> **To do**
A single number is the answer: the count of lines in the listing below that contain "parked".

______

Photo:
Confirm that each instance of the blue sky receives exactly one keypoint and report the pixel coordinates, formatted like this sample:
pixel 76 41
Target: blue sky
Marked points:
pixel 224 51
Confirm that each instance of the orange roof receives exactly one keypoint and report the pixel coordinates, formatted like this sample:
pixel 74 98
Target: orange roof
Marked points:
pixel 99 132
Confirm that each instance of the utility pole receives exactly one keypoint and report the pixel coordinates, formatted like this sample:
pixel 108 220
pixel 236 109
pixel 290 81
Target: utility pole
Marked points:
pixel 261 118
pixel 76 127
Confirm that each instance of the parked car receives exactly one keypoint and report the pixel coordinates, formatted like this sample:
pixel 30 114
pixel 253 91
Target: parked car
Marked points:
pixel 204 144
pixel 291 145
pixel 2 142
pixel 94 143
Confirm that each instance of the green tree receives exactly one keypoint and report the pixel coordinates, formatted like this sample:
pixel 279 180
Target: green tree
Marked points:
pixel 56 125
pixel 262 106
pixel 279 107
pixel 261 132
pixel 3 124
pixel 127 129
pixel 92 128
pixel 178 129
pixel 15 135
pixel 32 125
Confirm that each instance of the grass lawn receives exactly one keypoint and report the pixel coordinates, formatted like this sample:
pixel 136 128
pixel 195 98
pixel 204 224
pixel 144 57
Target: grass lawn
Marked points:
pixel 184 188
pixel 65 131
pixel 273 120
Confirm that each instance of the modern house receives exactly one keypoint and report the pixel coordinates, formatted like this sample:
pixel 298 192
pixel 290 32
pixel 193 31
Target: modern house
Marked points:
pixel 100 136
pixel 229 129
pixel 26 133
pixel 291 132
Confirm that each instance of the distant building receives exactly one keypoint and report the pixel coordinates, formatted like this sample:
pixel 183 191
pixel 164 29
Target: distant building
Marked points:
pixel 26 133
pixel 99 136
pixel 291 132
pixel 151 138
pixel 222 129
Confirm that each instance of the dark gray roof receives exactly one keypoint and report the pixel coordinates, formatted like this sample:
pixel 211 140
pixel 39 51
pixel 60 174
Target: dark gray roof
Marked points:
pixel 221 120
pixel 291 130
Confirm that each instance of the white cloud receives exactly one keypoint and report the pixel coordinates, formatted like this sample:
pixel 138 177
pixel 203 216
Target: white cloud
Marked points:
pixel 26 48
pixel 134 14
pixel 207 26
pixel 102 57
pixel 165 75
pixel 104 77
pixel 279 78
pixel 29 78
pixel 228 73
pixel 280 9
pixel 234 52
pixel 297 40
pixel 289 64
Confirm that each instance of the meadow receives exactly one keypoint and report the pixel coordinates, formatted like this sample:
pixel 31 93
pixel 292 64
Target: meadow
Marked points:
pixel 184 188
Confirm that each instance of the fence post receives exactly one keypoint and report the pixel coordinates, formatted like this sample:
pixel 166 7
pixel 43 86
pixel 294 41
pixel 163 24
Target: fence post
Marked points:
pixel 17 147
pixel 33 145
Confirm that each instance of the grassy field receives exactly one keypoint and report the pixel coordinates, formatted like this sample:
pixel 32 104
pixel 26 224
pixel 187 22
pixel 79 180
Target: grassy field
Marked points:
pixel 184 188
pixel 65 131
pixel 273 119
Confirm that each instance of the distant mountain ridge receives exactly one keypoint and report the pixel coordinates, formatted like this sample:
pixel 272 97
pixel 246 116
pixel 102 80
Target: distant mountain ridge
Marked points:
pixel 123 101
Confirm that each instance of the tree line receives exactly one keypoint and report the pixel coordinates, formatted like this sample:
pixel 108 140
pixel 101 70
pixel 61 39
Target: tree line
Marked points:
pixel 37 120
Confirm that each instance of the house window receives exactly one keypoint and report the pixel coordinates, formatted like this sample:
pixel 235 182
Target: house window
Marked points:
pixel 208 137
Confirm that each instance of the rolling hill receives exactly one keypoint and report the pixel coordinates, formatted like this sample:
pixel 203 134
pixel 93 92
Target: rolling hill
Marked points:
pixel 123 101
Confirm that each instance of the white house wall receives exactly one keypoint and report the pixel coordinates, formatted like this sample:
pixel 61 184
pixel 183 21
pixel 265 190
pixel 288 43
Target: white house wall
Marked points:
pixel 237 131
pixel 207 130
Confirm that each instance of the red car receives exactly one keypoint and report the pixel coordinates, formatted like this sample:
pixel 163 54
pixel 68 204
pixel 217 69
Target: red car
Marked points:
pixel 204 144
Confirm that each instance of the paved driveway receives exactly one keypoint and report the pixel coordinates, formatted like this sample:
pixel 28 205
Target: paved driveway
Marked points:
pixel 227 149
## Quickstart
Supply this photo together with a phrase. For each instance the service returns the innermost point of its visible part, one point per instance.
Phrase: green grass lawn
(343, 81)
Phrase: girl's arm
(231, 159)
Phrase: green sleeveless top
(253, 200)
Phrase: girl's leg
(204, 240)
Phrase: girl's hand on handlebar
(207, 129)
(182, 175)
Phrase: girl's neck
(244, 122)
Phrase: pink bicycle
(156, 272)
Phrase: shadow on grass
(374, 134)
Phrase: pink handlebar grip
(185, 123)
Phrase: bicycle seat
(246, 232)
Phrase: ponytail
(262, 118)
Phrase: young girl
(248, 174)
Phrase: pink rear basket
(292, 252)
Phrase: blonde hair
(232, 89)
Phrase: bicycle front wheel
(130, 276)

______

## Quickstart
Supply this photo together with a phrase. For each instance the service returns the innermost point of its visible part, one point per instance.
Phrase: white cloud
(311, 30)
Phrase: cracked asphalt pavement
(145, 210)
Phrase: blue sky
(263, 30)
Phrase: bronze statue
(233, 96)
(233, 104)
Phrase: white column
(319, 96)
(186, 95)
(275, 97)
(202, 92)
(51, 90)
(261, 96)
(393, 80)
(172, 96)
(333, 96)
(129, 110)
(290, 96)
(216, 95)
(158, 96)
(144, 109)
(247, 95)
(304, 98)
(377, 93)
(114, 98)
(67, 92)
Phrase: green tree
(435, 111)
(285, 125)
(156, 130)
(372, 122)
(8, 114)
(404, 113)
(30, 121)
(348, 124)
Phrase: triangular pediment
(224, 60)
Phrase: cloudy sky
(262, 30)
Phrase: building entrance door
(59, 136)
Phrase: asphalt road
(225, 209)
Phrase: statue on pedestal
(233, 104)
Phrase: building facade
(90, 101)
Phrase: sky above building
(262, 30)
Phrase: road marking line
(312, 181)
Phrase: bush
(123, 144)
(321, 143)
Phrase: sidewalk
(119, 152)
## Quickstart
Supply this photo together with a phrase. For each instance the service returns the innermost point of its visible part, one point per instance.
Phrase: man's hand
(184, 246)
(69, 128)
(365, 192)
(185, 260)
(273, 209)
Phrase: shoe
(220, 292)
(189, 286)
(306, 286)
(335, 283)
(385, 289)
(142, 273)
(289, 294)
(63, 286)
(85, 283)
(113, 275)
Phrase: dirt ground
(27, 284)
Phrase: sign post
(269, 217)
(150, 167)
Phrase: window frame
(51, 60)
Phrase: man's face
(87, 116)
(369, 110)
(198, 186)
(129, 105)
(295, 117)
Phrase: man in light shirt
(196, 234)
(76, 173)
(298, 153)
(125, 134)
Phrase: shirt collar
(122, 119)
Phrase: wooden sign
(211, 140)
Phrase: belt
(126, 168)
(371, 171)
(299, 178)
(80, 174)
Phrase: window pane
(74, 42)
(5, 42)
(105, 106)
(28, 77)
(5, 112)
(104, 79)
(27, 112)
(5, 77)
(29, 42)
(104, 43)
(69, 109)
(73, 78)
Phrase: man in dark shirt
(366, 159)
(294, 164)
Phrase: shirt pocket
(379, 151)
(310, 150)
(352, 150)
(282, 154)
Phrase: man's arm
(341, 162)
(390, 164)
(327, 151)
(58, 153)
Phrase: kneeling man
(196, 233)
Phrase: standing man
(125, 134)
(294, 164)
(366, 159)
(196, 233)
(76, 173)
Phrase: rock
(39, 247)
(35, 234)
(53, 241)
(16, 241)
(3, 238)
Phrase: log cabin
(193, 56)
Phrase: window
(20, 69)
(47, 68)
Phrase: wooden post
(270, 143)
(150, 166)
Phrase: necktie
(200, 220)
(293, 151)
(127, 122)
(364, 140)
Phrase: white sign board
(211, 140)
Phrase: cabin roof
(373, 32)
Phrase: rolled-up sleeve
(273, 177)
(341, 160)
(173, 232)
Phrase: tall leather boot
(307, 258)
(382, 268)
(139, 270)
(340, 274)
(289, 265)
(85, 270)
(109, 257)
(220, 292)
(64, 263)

______

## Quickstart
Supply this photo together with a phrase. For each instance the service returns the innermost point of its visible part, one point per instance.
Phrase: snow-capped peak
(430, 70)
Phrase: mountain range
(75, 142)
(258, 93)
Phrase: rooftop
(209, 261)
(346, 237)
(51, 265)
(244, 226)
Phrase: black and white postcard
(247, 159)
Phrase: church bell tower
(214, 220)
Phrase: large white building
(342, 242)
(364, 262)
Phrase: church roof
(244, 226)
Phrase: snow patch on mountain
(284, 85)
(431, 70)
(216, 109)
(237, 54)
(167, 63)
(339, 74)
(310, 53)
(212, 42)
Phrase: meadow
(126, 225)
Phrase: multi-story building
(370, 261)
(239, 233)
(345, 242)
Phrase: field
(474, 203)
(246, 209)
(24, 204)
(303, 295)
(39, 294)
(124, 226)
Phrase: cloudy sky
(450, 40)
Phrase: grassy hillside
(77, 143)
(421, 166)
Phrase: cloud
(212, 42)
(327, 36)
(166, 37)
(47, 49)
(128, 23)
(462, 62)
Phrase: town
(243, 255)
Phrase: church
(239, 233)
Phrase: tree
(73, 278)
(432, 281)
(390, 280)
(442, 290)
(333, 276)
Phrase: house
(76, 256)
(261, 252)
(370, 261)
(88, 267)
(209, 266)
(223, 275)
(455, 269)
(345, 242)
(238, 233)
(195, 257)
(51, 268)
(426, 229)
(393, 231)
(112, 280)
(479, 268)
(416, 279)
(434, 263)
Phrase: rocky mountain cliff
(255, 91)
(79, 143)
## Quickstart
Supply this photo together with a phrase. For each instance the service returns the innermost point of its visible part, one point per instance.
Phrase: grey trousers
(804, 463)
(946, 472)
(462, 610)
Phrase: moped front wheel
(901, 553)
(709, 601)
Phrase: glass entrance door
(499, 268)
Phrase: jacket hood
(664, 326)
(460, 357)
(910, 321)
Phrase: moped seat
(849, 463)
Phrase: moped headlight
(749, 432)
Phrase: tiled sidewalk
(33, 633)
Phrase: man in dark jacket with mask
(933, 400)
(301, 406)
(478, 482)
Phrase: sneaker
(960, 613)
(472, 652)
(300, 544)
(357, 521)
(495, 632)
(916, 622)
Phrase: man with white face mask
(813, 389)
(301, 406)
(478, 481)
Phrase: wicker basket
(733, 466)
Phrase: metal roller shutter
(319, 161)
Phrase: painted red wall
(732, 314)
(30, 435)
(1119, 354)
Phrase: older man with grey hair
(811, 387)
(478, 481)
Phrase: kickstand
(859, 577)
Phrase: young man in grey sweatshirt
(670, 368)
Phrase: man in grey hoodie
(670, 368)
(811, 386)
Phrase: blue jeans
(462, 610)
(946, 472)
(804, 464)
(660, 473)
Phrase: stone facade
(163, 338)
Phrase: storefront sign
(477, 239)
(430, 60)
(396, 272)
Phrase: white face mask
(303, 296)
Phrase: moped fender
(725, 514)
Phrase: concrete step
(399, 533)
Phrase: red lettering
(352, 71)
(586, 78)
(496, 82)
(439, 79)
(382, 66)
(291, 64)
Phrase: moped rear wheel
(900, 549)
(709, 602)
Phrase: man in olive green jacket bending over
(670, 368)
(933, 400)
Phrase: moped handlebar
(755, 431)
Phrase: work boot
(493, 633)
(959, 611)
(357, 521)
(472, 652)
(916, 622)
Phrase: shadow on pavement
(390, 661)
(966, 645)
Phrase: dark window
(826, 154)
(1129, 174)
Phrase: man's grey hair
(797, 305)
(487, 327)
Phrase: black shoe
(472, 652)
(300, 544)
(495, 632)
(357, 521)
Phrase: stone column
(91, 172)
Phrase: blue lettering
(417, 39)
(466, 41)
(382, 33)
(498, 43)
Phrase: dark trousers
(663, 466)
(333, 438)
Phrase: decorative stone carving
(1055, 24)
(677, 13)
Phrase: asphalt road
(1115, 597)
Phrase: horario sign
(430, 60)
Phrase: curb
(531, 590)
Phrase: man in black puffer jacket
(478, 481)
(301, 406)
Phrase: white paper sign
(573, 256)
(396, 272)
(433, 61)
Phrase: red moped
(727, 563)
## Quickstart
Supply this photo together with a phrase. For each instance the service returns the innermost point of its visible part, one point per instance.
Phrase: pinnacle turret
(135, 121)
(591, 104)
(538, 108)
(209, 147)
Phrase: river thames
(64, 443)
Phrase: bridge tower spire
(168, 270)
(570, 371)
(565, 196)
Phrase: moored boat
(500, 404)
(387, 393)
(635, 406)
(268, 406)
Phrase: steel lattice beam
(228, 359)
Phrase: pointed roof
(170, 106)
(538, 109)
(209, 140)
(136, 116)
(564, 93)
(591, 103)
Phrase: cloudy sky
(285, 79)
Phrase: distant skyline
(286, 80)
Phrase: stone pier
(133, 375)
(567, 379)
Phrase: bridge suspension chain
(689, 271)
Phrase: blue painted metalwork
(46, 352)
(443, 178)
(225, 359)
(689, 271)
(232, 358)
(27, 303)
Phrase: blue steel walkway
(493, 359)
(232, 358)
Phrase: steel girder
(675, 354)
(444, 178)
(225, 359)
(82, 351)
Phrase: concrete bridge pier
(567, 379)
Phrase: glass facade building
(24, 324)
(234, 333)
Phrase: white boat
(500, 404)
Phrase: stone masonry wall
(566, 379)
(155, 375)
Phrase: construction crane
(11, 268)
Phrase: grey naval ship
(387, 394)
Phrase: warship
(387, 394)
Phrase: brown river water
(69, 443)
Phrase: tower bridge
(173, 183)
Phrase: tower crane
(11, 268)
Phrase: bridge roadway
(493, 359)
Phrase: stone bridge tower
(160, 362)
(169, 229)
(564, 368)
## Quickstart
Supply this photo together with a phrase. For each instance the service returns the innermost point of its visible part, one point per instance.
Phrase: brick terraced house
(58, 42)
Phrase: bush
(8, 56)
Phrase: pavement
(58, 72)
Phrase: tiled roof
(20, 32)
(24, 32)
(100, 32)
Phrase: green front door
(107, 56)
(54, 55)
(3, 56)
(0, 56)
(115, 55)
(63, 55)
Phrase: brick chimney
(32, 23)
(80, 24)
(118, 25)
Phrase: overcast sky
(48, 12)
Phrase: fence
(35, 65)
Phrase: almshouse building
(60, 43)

______

> **Solution to the problem**
2